Dataset entries:
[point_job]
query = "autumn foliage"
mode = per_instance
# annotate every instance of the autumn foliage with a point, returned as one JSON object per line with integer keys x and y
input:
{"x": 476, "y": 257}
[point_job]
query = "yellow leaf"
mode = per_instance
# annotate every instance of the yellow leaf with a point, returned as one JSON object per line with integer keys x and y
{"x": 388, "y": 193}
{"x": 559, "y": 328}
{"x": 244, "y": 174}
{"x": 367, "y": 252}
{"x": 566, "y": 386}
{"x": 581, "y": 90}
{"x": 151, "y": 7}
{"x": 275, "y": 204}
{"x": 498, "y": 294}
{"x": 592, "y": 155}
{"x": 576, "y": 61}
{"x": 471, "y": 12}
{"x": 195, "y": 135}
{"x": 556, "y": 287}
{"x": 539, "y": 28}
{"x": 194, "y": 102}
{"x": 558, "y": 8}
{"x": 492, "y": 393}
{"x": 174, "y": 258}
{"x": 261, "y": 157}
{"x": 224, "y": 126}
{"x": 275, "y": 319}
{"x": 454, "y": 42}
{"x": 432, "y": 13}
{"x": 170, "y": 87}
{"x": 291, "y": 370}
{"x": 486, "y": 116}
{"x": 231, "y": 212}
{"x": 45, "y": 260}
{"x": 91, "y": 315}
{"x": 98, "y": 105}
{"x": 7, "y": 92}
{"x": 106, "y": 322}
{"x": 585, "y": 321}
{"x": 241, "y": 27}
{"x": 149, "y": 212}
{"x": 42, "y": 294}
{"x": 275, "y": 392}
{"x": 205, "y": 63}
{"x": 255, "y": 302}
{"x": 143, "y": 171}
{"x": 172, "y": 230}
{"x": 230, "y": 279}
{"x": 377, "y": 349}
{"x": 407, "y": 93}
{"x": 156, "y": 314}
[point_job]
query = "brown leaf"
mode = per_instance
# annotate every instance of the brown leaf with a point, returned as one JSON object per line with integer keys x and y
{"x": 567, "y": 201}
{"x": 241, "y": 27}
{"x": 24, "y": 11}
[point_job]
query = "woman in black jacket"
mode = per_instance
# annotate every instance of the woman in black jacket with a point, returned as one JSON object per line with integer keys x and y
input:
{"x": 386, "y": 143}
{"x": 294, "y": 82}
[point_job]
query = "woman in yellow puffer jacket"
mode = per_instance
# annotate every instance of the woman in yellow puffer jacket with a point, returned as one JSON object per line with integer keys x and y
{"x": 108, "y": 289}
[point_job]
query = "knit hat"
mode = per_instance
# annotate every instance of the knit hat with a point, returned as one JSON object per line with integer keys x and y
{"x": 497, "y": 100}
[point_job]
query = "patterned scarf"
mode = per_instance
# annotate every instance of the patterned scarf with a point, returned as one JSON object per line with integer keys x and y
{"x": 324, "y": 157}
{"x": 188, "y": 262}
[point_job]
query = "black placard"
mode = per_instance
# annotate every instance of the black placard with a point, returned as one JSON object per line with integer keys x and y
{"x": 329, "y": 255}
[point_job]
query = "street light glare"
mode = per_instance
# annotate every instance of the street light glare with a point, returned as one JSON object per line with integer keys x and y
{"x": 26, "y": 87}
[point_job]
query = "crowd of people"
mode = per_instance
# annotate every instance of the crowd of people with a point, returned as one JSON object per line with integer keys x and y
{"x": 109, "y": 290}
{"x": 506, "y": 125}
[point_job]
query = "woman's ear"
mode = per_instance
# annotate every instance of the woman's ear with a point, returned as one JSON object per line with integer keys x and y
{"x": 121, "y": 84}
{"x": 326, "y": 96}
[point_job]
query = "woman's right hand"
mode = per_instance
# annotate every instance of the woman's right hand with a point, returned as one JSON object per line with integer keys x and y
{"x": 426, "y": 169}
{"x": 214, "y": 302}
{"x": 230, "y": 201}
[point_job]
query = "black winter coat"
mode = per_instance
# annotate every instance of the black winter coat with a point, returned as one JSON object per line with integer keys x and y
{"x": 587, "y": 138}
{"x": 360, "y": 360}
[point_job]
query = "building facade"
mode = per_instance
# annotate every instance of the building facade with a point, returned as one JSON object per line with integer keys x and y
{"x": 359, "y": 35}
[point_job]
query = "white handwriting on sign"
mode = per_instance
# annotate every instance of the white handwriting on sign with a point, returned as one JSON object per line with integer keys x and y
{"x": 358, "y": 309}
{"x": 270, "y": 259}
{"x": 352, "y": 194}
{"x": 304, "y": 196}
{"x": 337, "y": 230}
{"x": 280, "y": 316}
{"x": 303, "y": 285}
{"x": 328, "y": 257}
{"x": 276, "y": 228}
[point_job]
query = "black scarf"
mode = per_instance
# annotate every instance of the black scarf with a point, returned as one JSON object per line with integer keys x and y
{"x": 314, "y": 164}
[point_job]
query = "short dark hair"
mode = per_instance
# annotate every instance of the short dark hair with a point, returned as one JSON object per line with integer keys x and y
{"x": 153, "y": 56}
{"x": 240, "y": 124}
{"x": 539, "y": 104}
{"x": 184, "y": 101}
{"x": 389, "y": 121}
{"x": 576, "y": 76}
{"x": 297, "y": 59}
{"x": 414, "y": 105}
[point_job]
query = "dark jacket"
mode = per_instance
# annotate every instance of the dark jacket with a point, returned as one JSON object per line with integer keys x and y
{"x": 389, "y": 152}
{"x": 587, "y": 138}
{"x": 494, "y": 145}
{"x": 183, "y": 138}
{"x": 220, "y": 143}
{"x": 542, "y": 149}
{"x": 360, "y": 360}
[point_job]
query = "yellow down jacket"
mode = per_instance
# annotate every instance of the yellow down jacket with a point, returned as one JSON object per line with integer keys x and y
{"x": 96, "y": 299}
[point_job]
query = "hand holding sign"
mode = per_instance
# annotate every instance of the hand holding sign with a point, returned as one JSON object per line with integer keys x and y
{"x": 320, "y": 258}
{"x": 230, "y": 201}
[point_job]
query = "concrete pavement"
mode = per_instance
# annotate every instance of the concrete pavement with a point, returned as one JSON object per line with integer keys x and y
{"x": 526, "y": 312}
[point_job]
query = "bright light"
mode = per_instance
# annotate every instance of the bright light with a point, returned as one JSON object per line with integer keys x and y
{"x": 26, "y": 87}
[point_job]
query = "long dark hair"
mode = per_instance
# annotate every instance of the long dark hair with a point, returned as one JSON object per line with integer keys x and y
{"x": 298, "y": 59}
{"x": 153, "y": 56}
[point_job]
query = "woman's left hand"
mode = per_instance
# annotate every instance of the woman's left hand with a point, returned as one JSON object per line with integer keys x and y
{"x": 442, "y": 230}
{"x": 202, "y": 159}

...

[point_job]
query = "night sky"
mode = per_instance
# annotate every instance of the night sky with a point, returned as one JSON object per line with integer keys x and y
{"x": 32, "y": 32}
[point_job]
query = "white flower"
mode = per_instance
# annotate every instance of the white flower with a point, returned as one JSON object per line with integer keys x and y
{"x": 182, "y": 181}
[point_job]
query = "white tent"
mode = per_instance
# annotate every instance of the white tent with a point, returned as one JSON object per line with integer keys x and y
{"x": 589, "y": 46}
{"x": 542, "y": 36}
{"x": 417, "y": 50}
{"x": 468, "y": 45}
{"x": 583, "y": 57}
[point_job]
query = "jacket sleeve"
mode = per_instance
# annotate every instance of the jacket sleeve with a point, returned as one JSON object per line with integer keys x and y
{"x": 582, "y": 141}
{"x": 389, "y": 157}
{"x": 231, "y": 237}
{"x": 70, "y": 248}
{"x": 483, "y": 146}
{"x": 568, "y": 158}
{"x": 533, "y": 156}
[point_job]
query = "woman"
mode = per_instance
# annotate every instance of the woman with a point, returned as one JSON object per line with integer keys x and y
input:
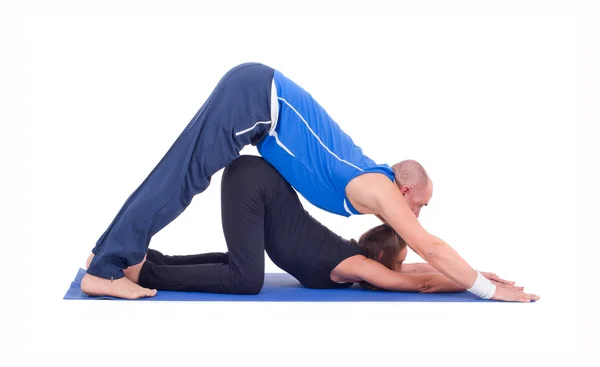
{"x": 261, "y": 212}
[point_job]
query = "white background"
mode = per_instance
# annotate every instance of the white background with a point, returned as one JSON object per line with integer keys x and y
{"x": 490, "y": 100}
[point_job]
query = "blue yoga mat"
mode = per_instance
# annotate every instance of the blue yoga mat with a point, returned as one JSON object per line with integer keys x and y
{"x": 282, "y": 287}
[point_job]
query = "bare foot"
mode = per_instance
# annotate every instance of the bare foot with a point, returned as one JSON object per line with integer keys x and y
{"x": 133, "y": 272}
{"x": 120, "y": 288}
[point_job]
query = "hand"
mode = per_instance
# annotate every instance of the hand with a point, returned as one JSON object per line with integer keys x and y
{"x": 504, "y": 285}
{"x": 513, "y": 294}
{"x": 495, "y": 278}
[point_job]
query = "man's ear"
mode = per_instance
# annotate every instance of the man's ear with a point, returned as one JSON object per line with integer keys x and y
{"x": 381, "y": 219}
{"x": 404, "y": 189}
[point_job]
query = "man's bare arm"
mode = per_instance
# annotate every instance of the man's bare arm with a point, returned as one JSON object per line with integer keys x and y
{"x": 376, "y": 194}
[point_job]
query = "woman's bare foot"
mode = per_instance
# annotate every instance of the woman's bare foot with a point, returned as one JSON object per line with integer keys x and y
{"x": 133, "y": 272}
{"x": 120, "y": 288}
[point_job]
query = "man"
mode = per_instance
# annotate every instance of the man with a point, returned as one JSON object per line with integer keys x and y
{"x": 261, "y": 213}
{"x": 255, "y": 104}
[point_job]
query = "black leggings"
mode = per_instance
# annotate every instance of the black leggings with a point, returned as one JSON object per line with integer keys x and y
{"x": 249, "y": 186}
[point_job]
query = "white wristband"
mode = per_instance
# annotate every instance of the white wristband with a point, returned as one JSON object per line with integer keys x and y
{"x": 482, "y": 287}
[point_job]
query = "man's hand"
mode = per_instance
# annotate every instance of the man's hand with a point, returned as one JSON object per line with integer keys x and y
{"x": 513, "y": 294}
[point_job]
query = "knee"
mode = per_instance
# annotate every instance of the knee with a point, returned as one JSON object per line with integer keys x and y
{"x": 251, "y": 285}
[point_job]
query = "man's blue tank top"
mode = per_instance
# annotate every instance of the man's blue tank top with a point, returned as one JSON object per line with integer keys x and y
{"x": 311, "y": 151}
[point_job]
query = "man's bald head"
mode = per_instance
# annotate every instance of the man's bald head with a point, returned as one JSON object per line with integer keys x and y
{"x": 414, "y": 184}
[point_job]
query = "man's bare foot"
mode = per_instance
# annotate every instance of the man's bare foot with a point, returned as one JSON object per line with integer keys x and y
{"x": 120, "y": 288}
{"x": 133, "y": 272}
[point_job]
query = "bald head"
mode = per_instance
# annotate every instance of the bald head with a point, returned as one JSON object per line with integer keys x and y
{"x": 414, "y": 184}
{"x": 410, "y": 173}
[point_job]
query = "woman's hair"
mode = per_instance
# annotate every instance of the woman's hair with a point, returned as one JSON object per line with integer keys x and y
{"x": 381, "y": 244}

--

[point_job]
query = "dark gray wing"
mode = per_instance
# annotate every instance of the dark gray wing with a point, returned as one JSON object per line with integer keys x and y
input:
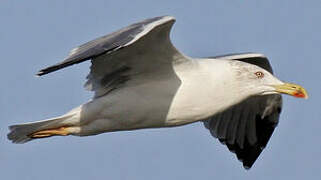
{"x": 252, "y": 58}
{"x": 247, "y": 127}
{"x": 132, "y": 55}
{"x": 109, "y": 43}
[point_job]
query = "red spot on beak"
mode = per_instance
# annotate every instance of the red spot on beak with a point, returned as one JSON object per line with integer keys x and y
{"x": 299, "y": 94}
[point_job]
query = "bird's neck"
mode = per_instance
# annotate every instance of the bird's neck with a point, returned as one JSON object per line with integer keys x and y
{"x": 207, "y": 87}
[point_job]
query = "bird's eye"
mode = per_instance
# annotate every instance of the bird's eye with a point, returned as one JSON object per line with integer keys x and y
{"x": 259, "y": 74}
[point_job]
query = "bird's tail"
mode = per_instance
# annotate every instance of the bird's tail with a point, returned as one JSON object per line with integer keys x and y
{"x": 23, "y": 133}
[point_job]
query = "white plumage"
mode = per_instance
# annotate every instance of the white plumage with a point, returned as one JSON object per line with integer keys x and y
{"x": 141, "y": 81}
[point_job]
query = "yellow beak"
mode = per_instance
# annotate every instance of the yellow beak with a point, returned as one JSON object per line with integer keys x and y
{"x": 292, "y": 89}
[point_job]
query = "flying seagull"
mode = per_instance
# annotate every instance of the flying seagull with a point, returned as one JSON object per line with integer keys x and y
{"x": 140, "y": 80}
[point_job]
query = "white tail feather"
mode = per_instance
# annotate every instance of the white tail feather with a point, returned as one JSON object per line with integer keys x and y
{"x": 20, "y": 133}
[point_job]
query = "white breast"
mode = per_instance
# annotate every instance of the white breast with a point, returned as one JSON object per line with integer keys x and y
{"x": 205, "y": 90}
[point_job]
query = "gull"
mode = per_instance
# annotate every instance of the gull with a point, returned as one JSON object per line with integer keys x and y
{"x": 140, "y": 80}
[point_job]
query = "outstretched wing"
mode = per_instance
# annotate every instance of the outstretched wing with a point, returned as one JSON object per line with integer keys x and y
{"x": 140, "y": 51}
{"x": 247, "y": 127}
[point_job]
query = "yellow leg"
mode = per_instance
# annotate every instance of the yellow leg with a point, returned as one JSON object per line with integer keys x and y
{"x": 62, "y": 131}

What you will do:
Copy out each line of the data that includes the string "foliage".

Answer to this task:
query = "autumn foliage"
# annotate every instance of the autumn foliage with a point, returned as one JSON object per line with integer keys x and y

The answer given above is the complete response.